### Selected extract

Sunday, February 2, 2020

Review of "Do Effect Sizes in Psychology Laboratory Experiments Mean Anything in Reality?"

Researchers spend a lot of time reviewing papers. These reviews are rarely made public. Sometimes reviews might be useful for readers of an article. Here, I'm sharing my review of "Do Effect Sizes in Psychology Laboratory Experiments Mean Anything in Reality?" by Roy Baumeister. I reviewed this (blinded) manuscript in December 2019 for a journal where it was rejected January 8 based on 2 reviews. Below you can read the review as I submitted it. I am sharing this review because the paper was accepted at another journal.

### Records provided
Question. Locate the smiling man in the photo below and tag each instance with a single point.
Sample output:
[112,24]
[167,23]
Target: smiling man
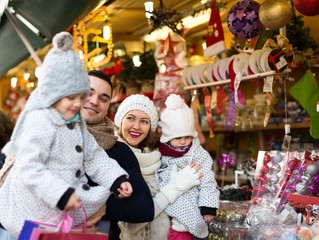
[94,112]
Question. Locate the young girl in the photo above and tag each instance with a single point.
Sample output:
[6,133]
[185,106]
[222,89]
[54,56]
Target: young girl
[54,151]
[180,146]
[137,120]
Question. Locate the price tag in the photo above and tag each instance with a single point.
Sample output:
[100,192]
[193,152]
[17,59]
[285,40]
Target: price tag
[268,84]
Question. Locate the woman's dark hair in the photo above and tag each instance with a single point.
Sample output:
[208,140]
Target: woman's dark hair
[101,75]
[6,128]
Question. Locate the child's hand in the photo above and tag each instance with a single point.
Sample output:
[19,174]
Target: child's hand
[125,190]
[73,202]
[208,218]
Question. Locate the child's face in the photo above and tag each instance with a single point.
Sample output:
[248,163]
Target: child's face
[70,105]
[135,126]
[181,142]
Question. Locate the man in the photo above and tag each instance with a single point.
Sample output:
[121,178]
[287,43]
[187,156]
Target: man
[140,206]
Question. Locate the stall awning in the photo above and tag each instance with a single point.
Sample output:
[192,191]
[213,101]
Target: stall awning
[49,17]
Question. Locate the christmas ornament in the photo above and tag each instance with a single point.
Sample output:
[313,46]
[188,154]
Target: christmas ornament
[277,60]
[306,91]
[307,8]
[275,9]
[277,158]
[243,19]
[301,188]
[312,169]
[215,43]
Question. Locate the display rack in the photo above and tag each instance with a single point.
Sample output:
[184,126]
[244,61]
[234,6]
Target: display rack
[245,78]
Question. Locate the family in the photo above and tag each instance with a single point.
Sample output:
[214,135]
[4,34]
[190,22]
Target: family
[68,154]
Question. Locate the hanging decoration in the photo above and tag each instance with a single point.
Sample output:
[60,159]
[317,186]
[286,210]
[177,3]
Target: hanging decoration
[101,53]
[162,17]
[275,14]
[171,53]
[307,8]
[243,19]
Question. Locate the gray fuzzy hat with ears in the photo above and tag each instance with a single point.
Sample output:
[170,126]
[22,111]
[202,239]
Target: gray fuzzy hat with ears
[62,74]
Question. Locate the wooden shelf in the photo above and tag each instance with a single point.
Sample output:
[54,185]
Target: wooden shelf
[261,128]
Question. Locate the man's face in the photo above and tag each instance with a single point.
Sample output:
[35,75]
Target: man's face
[96,105]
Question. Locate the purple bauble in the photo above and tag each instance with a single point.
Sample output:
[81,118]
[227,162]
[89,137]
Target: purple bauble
[243,19]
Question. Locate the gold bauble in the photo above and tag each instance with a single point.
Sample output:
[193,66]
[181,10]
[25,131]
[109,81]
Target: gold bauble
[275,14]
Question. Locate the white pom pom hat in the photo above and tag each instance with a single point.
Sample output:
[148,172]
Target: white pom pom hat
[62,74]
[137,102]
[177,120]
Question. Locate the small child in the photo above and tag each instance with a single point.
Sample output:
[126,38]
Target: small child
[54,150]
[179,147]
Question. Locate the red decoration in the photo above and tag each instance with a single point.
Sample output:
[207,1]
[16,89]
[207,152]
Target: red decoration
[307,8]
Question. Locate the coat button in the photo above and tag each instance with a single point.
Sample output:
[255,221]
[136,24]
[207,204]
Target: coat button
[78,148]
[78,173]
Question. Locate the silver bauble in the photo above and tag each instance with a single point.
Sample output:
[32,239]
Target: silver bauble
[277,158]
[312,169]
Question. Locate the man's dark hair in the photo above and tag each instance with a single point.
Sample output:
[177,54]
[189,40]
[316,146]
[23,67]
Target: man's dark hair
[101,75]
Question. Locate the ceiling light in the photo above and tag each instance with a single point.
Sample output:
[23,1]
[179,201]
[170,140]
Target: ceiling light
[149,7]
[136,60]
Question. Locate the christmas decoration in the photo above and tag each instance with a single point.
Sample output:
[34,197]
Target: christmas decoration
[171,53]
[306,92]
[298,34]
[275,9]
[215,43]
[162,17]
[307,8]
[243,19]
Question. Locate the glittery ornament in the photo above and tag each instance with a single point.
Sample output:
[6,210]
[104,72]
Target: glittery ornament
[277,158]
[305,178]
[301,188]
[275,169]
[275,9]
[267,158]
[307,8]
[243,19]
[312,169]
[273,179]
[292,163]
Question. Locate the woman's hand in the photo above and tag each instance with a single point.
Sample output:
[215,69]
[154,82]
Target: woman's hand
[181,181]
[73,202]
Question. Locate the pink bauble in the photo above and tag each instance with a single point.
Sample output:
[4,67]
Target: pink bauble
[292,163]
[265,169]
[307,8]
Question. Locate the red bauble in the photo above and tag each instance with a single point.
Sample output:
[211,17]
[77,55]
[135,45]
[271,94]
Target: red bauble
[307,8]
[265,169]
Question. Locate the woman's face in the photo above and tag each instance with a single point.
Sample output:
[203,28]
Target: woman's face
[135,126]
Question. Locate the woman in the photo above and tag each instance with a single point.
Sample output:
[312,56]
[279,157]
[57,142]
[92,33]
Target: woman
[137,120]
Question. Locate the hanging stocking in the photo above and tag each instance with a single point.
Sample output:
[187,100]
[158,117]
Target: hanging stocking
[207,102]
[231,111]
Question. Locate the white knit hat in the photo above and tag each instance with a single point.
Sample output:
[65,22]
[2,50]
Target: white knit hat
[62,74]
[137,102]
[177,120]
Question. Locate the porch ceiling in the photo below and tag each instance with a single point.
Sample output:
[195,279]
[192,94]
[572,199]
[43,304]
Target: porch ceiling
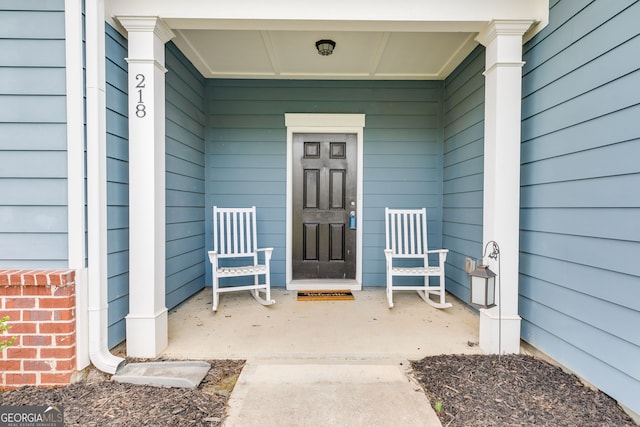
[401,40]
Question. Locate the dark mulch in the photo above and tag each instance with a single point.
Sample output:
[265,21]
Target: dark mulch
[477,390]
[512,390]
[97,401]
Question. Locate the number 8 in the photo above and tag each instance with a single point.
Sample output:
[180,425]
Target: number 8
[140,110]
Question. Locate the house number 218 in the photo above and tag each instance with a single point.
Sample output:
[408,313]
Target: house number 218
[141,109]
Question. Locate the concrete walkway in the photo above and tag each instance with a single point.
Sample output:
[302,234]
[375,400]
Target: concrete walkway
[319,363]
[328,393]
[361,329]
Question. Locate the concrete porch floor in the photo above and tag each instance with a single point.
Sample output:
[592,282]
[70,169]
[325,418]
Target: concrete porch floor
[360,329]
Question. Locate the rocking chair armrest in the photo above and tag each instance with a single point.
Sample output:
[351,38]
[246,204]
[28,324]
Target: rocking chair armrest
[442,252]
[267,253]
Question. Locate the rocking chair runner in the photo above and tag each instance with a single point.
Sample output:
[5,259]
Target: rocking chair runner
[235,236]
[406,239]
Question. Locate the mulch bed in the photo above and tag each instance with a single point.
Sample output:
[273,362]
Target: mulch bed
[477,390]
[97,401]
[512,390]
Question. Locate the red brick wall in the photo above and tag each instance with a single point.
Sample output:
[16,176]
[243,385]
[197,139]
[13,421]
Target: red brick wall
[41,309]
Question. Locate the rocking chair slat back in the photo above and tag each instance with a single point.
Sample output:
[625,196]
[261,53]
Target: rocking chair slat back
[234,232]
[406,233]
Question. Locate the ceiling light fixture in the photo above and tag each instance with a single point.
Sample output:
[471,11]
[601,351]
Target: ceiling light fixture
[325,47]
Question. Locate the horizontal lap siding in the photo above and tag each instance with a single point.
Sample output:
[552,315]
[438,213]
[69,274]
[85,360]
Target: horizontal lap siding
[246,154]
[463,169]
[185,248]
[580,234]
[117,184]
[33,176]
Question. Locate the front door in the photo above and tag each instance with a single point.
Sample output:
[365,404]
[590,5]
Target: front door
[324,206]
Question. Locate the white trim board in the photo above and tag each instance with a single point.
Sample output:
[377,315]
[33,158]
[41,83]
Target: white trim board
[324,123]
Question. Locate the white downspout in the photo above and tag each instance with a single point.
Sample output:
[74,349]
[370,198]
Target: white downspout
[76,225]
[99,352]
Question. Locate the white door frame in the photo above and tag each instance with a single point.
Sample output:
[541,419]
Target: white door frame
[324,123]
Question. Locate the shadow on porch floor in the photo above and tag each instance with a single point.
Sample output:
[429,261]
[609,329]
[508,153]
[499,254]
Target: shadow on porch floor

### Exercises
**a.** In one to three sentences, explain why the author of the blog post is sharing the review publicly, based on what the post itself says.
**b.** Rewrite the part of the blog post that begins with "Sunday, February 2, 2020" and ends with "at another journal.", changing "rejected" to "declined".
**c.** Pick up the blog post where it stops and keep writing.
You won't need the listing for any of this.

### Per-task answers
**a.** The author is sharing the review because the paper was accepted at another journal after being rejected at the one where the review was submitted. The post also notes that reviews are rarely made public but can sometimes be useful to readers of an article.

**b.**
Sunday, February 2, 2020

Review of "Do Effect Sizes in Psychology Laboratory Experiments Mean Anything in Reality?"

Researchers spend a lot of time reviewing papers. These reviews are rarely made public. Sometimes reviews might be useful for readers of an article. Here, I'm sharing my review of "Do Effect Sizes in Psychology Laboratory Experiments Mean Anything in Reality?" by Roy Baumeister. I reviewed this (blinded) manuscript in December 2019 for a journal where it was declined January 8 based on 2 reviews. Below you can read the review as I submitted it. I am sharing this review because the paper was accepted at another journal.

**c.**
In this opinion piece the authors try to argue for the lack of theoretical meaning of effect sizes in psychology. The opinion piece makes a point I think most reasonable people already agreed upon (social psychology makes largely ordinal predictions). The question is how educational and well argued their position is that this means effect sizes are theoretically not that important. On that aspect, I found the paper relatively weak. Too many statements are overly simplistic and the text is far behind on the state of the art (it reads as if it was written 20 years ago). I think a slightly brushed up version might make a relatively trivial but generally educational point for anyone not up to speed on this topic. If the author put in a bit more effort to have a discussion that incorporates the state of the art, this could be a more nuanced piece that has a bit stronger analysis of the issues at play, and a bit more vision about where to go. I think the latter would be worth reading for a general audience at this journal.

Main points.

1) What is the real reason our theories do not predict effect sizes?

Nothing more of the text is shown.